Bloc de texte.
"""

Par Imen Abderrahmani
Au-delà de son aspect écologique et économique, «Bled Khmir, entre nature et société» mène son lecteur dans une douce et fascinante balade dans les forêts de la Kroumirie, l’invite à découvrir la longue histoire d’une région souffrant encore de la marginalisation.
Que savons-nous sur Bled Khmir? Excepté quelques «clichés» où verdure et brume s’entremêlent pour faire de cette région la terre des mystères, nos idées restent vagues. Et pourtant, il y a beaucoup à découvrir.
Paru récemment aux Editions de l’Académie tunisienne des sciences, des lettres et des arts «Beït Al-Hikma», l’ouvrage «Bled Khmir, entre nature et société» ( Potentialités, contraintes à l’aménagement et stratégies d’adaptation) résulte des actes du colloque qu’a organisé cette institution en mars 2023.
Mais avant de se lancer dans la lecture de cet important ouvrage, savez-vous l’origine de cette appellation «Bled Khmir» et sa signification?
«Le ‘bled’ est ‘une étendue limitée de territoire dont la personnalité est si claire qu’on le différencie aisément’ (Atlas des paysages de la Tunisie, 2009). En Tunisie, le bled prend souvent le nom d’un saint patron (bled sidi Makhlouf) ou d’une ville fondatrice (bled Béja ou bled Kairouan) ou même d’une grande entité géographique bien délimitée dans l’espace, à l’image du bled ‘el-Waten-el-Guebli’ (Cap-Bon) ou ‘bled Friguia’ (Nord-ouest). Il peut prendre aussi le nom d’une tribu comme c’est le cas du bled Khmir Ben Amor, patron des khmiria unis par le sentiment d’appartenance à un saint, une tribu (khmir) et un lieu qui évoque pour les habitants des sensations très fortes et des souvenirs lointains», lit-on dans le prologue du Pr. Mongi Bourgou, géographe et professeur des universités, membre permanent de l’Académie tunisienne «Beït Al-Hikma», qui a également dirigé cet ouvrage collectif.
Pour mieux savoir...
«Bled Khmir» propose aux lecteurs au fil de ses 372 pages une lecture approfondie non seulement de l’économie de la région et de ses potentialités économiques mais une lecture dans son histoire et ce à travers un bouquet de communications.
«Bled Khmir: le poids de l’histoire et de la géographie», «Potentialités naturelles et organisation de l’espace», «Pratiques agricoles et stratégies paysannes» et «Bled Khmir: gestion et valorisation des ressources» sont les quatre parties qui meublent cet ouvrage, proposant des communications bilingues (en arabe et en français) et des résumés des communications en français, en anglais et en arabe, facilitant l’accès à l’information et invitant les lecteurs et surtout les chercheurs à aller encore loin dans l’exploration des thématiques abordées.

"""

Données fournies.
"""

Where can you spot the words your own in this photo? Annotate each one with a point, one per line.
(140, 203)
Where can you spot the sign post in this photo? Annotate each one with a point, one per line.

"""

Petit exercice 1. Recopiez mot pour mot le passage de l'article sur Bled Khmir qui commence par les mots contenant «Que savons-nous sur» et se termine par «en mars 2023.».
Petit exercice 2. Écrivez la suite de l'article ci-dessus sur le livre consacré à Bled Khmir, à partir de l'endroit où il s'arrête.

Corrigé 1.
Que savons-nous sur Bled Khmir? Excepté quelques «clichés» où verdure et brume s’entremêlent pour faire de cette région la terre des mystères, nos idées restent vagues. Et pourtant, il y a beaucoup à découvrir.
Paru récemment aux Editions de l’Académie tunisienne des sciences, des lettres et des arts «Beït Al-Hikma», l’ouvrage «Bled Khmir, entre nature et société» ( Potentialités, contraintes à l’aménagement et stratégies d’adaptation) résulte des actes du colloque qu’a organisé cette institution en mars 2023.

Corrigé 2.
Soigneusement documenté avec une bibliographie riche, des photos d’époque et d’autres récentes, des cartographies et des statistiques, l’ouvrage, qui s’ouvre par une introduction situant la région et présentant les origines de cette appellation, invite le lecteur à regarder autrement cette région très fertile et aux potentialités uniques. Territoire fertile qui réunit forêts (un cinquième des forêts de la Tunisie), montagnes, plages et stations thermales, la région de Kroumirie, malgré ses vertus, demeure marginalisée. Principal réservoir d’eau du pays grâce à une forte pluviosité annuelle, la région souffre souvent de la coupure continue des eaux potables. Quel contraste!
Le livre, en présentant les données économiques, sociales, culturelles, en dépoussiérant l’histoire de la région, se veut un appel pour voir autrement la question du développement durable et pour penser à mieux exploiter la région.
De la pratique des lièges et des savoir-faire liés à cette activité, du tissu industriel minier, du travail du rotin et d’autres métiers d’artisanat, de la structure hôtelière, de la cession en 1540 du gouvernement de Tunis aux Gênois l’exploitation du corail dans une île près de Tabarka, du contenu de certains vieux accords et de plusieurs correspondances couvrant différentes périodes notamment moderne et contemporaine, l’ouvrage nous parlera.
I.A.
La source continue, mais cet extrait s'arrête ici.